*Assignment:*
Reproduce the material word for word, from its beginning through the line containing "box: [2, 83, 279, 129]". Leave out the pictures.
START Supplied records
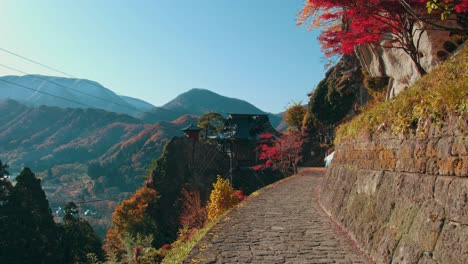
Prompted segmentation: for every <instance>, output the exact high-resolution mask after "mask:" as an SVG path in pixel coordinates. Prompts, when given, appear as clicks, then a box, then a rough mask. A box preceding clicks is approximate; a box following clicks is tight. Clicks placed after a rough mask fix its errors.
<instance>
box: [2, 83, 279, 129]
mask: <svg viewBox="0 0 468 264" xmlns="http://www.w3.org/2000/svg"><path fill="white" fill-rule="evenodd" d="M15 84H17V85H15ZM28 88H29V89H28ZM35 90H36V91H35ZM48 94H53V95H55V97H54V96H50V95H48ZM58 97H60V98H58ZM2 99H3V100H7V99H12V100H15V101H18V102H20V103H22V104H25V105H27V106H41V105H45V106H57V107H61V108H88V106H89V107H92V108H96V109H102V110H106V111H109V112H115V113H121V114H127V115H130V116H133V117H137V118H139V119H141V120H143V122H145V123H156V122H159V121H171V120H174V119H176V118H178V117H179V116H182V115H185V114H189V115H198V116H199V115H202V114H204V113H206V112H218V113H221V114H223V115H227V114H228V113H250V114H267V113H265V112H264V111H262V110H260V109H258V108H257V107H255V106H254V105H252V104H250V103H248V102H246V101H243V100H240V99H236V98H230V97H226V96H222V95H219V94H217V93H214V92H212V91H209V90H206V89H200V88H194V89H191V90H189V91H187V92H185V93H183V94H181V95H179V96H177V97H176V98H174V99H173V100H171V101H170V102H168V103H166V104H165V105H163V106H162V107H156V106H154V105H152V104H150V103H148V102H145V101H143V100H141V99H137V98H132V97H128V96H123V95H117V94H115V93H114V92H113V91H111V90H110V89H108V88H106V87H104V86H102V85H101V84H99V83H97V82H94V81H90V80H85V79H73V78H63V77H54V76H43V75H24V76H3V77H0V100H2ZM64 99H66V100H64ZM269 115H270V119H271V120H270V121H271V122H272V124H273V126H274V127H276V126H277V125H279V123H280V122H281V117H280V116H279V115H275V114H269Z"/></svg>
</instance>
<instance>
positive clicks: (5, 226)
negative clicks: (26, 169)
mask: <svg viewBox="0 0 468 264" xmlns="http://www.w3.org/2000/svg"><path fill="white" fill-rule="evenodd" d="M7 168H8V165H7V164H2V161H1V160H0V234H1V235H0V263H8V261H7V260H8V254H9V252H8V251H9V250H10V249H11V246H10V242H9V240H10V239H11V238H12V237H11V236H9V234H10V228H11V227H12V225H11V223H12V219H11V211H12V207H11V205H10V196H11V191H12V190H13V185H11V182H10V181H9V180H8V179H6V178H4V176H6V175H9V173H8V171H7Z"/></svg>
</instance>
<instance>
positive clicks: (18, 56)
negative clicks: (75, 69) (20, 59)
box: [0, 48, 76, 78]
mask: <svg viewBox="0 0 468 264" xmlns="http://www.w3.org/2000/svg"><path fill="white" fill-rule="evenodd" d="M0 50H3V51H4V52H6V53H9V54H11V55H14V56H16V57H19V58H22V59H24V60H27V61H29V62H32V63H34V64H37V65H40V66H42V67H44V68H47V69H49V70H53V71H55V72H59V73H61V74H63V75H66V76H68V77H72V78H76V77H75V76H73V75H70V74H68V73H66V72H63V71H60V70H57V69H55V68H52V67H49V66H47V65H45V64H42V63H40V62H37V61H35V60H32V59H29V58H26V57H24V56H21V55H19V54H17V53H14V52H12V51H9V50H6V49H4V48H0Z"/></svg>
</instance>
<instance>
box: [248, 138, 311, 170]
mask: <svg viewBox="0 0 468 264" xmlns="http://www.w3.org/2000/svg"><path fill="white" fill-rule="evenodd" d="M262 139H263V143H262V144H261V145H260V146H259V151H260V155H259V160H260V161H261V162H262V164H259V165H257V166H254V168H253V169H254V170H264V169H267V168H272V169H277V170H280V171H281V172H282V173H283V174H284V175H289V174H291V173H290V171H291V169H292V170H293V172H296V170H297V169H296V166H297V163H298V162H299V161H300V160H301V158H302V155H301V154H302V145H303V143H304V140H303V137H302V133H301V131H295V130H294V131H289V132H288V133H287V134H284V135H282V136H281V137H280V138H273V136H272V135H271V134H265V135H263V136H262Z"/></svg>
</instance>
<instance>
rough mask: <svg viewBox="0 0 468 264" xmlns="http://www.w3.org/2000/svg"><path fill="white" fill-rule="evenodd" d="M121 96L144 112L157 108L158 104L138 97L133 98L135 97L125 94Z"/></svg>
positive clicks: (123, 99)
mask: <svg viewBox="0 0 468 264" xmlns="http://www.w3.org/2000/svg"><path fill="white" fill-rule="evenodd" d="M120 98H122V99H123V100H124V101H125V102H127V103H128V104H130V105H132V106H133V107H135V108H136V109H138V110H140V111H142V112H146V111H150V110H152V109H154V108H156V106H154V105H152V104H150V103H148V102H145V101H143V100H141V99H138V98H133V97H129V96H124V95H121V96H120Z"/></svg>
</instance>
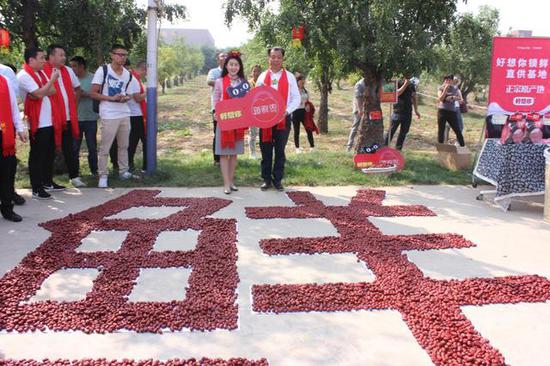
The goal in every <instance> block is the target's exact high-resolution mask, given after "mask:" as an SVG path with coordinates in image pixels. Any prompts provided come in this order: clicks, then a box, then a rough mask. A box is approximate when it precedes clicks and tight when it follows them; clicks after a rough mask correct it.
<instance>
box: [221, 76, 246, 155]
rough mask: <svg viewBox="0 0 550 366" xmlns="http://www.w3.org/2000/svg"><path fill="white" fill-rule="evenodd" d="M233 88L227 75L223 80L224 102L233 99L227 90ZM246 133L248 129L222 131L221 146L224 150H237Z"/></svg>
mask: <svg viewBox="0 0 550 366" xmlns="http://www.w3.org/2000/svg"><path fill="white" fill-rule="evenodd" d="M230 86H231V79H230V78H229V75H225V76H224V77H223V79H222V88H223V97H222V100H227V99H231V96H230V95H229V93H228V92H227V89H228V88H229V87H230ZM245 131H246V128H238V129H235V130H227V131H221V135H220V137H221V146H222V149H225V148H230V149H234V148H235V142H236V141H240V140H244V133H245Z"/></svg>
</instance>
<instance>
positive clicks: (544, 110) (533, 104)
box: [488, 37, 550, 114]
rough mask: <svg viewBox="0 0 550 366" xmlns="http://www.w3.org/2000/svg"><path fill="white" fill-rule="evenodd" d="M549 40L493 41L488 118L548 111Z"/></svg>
mask: <svg viewBox="0 0 550 366" xmlns="http://www.w3.org/2000/svg"><path fill="white" fill-rule="evenodd" d="M549 61H550V38H511V37H495V38H493V57H492V64H491V81H490V86H489V108H488V114H512V113H514V112H518V111H519V112H531V111H534V112H539V113H545V112H548V111H550V75H548V71H549V69H550V68H549Z"/></svg>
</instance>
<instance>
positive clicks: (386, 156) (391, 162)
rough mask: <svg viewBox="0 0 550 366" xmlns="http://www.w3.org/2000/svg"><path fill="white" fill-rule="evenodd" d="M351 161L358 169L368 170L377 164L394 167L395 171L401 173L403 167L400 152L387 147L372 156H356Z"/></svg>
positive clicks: (403, 164)
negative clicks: (401, 170) (364, 168)
mask: <svg viewBox="0 0 550 366" xmlns="http://www.w3.org/2000/svg"><path fill="white" fill-rule="evenodd" d="M353 161H354V163H355V167H356V168H358V169H363V168H370V167H372V166H375V165H377V164H391V165H395V167H396V171H401V170H402V169H403V168H404V167H405V159H404V158H403V155H401V152H399V151H398V150H396V149H393V148H391V147H387V146H386V147H383V148H381V149H379V150H378V151H377V152H375V153H373V154H356V155H355V156H354V157H353Z"/></svg>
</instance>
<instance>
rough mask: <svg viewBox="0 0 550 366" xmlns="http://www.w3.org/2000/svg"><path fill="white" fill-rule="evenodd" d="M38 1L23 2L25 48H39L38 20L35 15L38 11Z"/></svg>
mask: <svg viewBox="0 0 550 366" xmlns="http://www.w3.org/2000/svg"><path fill="white" fill-rule="evenodd" d="M37 8H38V4H37V2H36V0H24V1H23V21H22V26H23V34H22V38H23V43H25V48H32V47H38V35H37V34H36V32H37V30H36V19H35V14H36V12H37V11H38V9H37Z"/></svg>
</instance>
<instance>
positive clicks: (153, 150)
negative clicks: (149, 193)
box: [145, 0, 160, 175]
mask: <svg viewBox="0 0 550 366" xmlns="http://www.w3.org/2000/svg"><path fill="white" fill-rule="evenodd" d="M159 3H160V0H149V5H148V7H147V149H146V150H147V151H146V154H147V166H146V167H145V168H146V173H147V175H150V174H153V173H154V172H155V171H156V169H157V123H158V122H157V85H158V81H157V80H158V78H157V42H158V34H157V15H158V6H159Z"/></svg>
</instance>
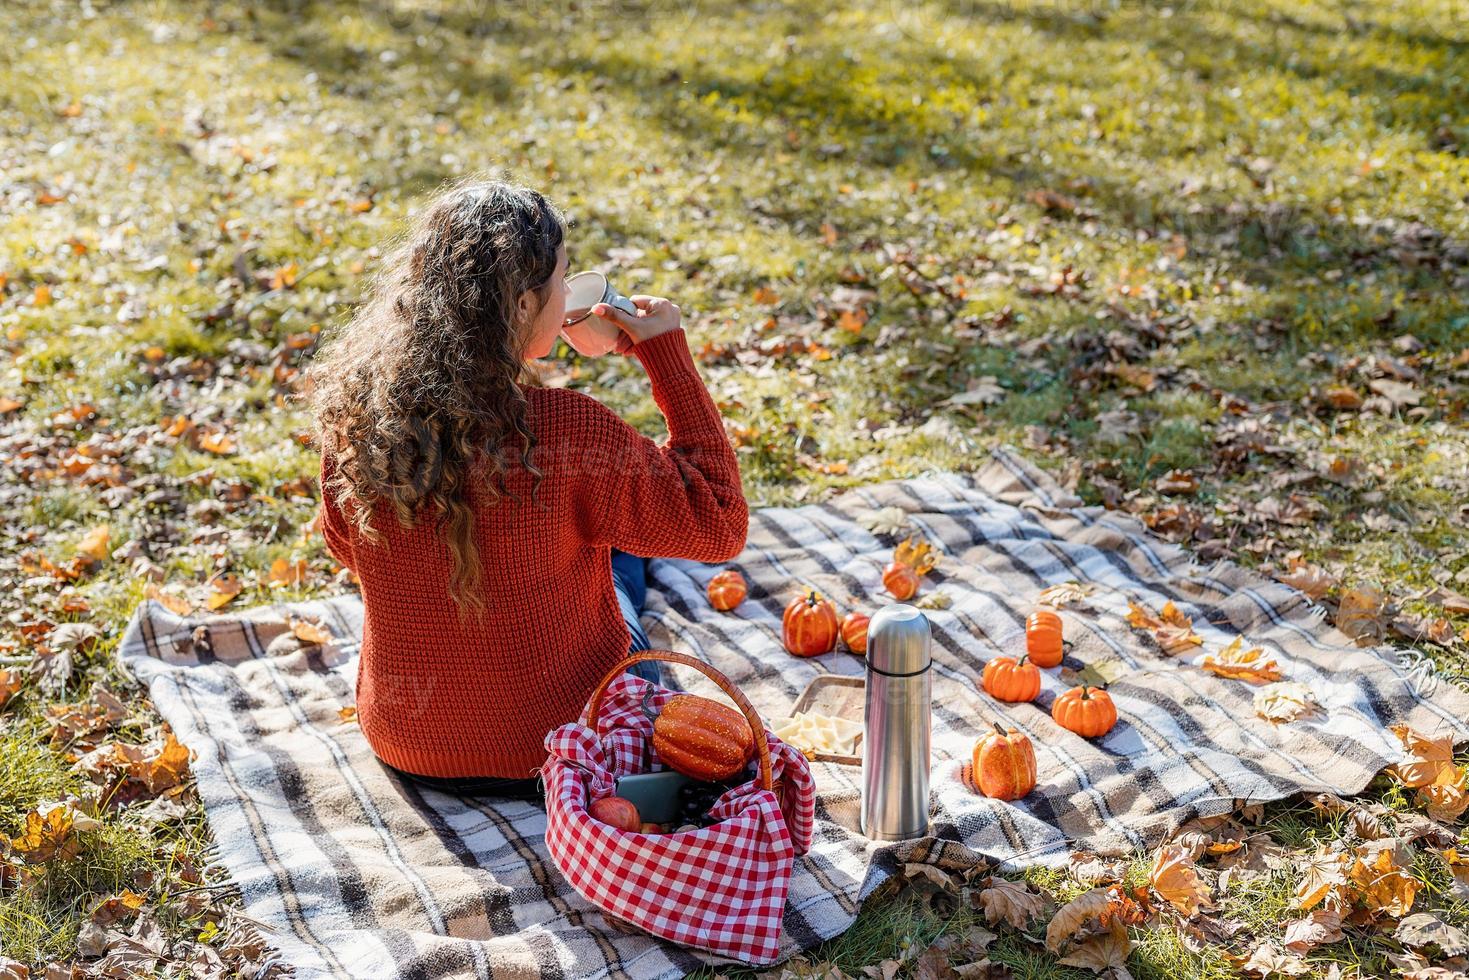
END Supplied records
*Your solution:*
Prompted segmentation: for every <instance>, output the exact high-resolution mask after "mask:" as an SVG path in pixel coordinates. Prompts, when given, appear as clicks, then a box, then a rough mask. A box preceding clicks is approximate; a box following clicks is tight. Clicks placed after a rough mask fix its errors.
<instance>
box: [2, 83, 279, 129]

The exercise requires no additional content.